-- Data extracts --
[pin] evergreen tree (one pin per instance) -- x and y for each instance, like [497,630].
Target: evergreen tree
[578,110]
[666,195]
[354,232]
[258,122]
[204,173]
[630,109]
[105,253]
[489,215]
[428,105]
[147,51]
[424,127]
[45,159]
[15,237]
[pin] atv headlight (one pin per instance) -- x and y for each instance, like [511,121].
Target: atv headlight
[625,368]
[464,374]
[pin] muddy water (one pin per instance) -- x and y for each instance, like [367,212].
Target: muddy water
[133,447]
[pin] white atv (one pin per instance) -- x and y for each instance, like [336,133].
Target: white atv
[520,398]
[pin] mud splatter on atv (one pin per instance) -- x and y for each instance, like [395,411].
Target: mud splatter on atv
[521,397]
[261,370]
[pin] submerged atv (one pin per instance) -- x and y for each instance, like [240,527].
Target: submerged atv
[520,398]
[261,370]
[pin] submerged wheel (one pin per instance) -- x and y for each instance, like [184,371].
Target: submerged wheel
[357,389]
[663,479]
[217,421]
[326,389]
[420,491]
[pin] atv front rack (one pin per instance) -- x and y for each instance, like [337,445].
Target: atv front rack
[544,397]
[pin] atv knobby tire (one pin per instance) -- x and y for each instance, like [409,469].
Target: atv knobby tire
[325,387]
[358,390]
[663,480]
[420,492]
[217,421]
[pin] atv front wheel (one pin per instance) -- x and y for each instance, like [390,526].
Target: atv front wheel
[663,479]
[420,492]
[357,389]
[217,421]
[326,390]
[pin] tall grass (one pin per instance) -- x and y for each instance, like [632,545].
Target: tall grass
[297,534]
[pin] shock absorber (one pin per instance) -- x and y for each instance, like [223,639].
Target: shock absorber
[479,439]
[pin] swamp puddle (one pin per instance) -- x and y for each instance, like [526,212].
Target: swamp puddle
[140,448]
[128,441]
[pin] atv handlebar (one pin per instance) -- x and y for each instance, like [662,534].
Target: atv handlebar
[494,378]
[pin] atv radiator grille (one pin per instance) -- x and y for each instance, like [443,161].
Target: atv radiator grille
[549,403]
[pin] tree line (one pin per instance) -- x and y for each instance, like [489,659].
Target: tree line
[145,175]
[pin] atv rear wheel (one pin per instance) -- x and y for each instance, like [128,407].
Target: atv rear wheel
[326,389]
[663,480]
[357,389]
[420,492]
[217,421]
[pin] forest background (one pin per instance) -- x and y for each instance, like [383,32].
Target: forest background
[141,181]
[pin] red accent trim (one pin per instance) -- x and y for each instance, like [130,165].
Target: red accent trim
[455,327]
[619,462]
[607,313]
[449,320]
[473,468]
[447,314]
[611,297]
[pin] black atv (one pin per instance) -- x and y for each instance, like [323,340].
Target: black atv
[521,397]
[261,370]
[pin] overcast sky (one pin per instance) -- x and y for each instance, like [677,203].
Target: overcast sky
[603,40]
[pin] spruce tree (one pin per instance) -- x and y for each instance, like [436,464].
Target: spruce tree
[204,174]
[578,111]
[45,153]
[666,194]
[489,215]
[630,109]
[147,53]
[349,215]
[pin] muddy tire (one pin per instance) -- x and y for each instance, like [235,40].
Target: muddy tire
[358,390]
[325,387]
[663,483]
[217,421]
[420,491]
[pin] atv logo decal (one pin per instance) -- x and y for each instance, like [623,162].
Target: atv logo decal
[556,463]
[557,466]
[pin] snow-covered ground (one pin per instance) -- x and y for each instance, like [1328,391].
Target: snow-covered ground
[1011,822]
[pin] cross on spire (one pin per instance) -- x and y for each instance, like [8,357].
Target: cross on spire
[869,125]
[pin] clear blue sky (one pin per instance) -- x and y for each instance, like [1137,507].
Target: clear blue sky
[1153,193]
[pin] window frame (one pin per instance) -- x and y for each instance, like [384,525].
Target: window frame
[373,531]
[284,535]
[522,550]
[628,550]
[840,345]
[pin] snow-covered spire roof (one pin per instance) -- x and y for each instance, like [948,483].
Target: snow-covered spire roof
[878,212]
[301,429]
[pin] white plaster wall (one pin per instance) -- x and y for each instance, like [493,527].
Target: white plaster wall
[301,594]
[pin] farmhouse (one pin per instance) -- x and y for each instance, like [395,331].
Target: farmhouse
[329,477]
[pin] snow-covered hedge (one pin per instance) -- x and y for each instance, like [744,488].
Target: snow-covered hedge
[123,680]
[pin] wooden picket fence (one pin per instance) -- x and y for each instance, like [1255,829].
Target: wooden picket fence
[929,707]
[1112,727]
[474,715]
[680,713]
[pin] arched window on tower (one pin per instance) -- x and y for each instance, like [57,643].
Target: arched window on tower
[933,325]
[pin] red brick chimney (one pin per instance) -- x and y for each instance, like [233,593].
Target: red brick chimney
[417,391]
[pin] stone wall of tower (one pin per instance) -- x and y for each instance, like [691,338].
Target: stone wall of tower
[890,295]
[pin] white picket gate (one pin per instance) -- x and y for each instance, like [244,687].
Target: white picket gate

-- Exercise description --
Print the lines of the entries, exactly, from the one containing "[pin] window frame" down to the final line, and leave out all the others.

-- Response area --
[pin] window frame (one pin per instance) -- x and y for each instance, like [384,525].
Target: window frame
[373,531]
[284,535]
[522,550]
[628,550]
[840,345]
[pin] snow-covered spire roof (one pin per instance) -- x and y for each instance, like [948,483].
Target: snow-covered spire roof
[878,212]
[301,429]
[pin] white plaster wall (one pin per instance) -- x and y for each instance, like [493,527].
Target: white plaster wall
[301,594]
[pin] farmhouse (one pin per instance) -- x and y for each instance, like [395,331].
Target: farmhouse
[329,477]
[pin] snow-covered hedge (one pin per instance) -- x and y for each instance, like [744,488].
Target: snow-covered hedge
[123,680]
[pin] wooden picket fence (one pin per instance) -- x and y for each instance, like [1255,829].
Target: wooden picket fence
[929,707]
[1112,727]
[474,715]
[680,713]
[pin] arched window on tower (one pin per instance) -- x and y for each instance, like [57,643].
Target: arched window on tower
[933,325]
[pin] red brick chimney (one pin per instance) -- x and y for each instance, like [233,593].
Target: red brick chimney
[417,391]
[pin] stone wall of tower (one pin per instance) -- x and y for each instance, like [691,338].
Target: stone wall of tower
[890,295]
[pin] white picket gate (one pin per instance) -- x and y for each instance, like [244,687].
Target: white picket gate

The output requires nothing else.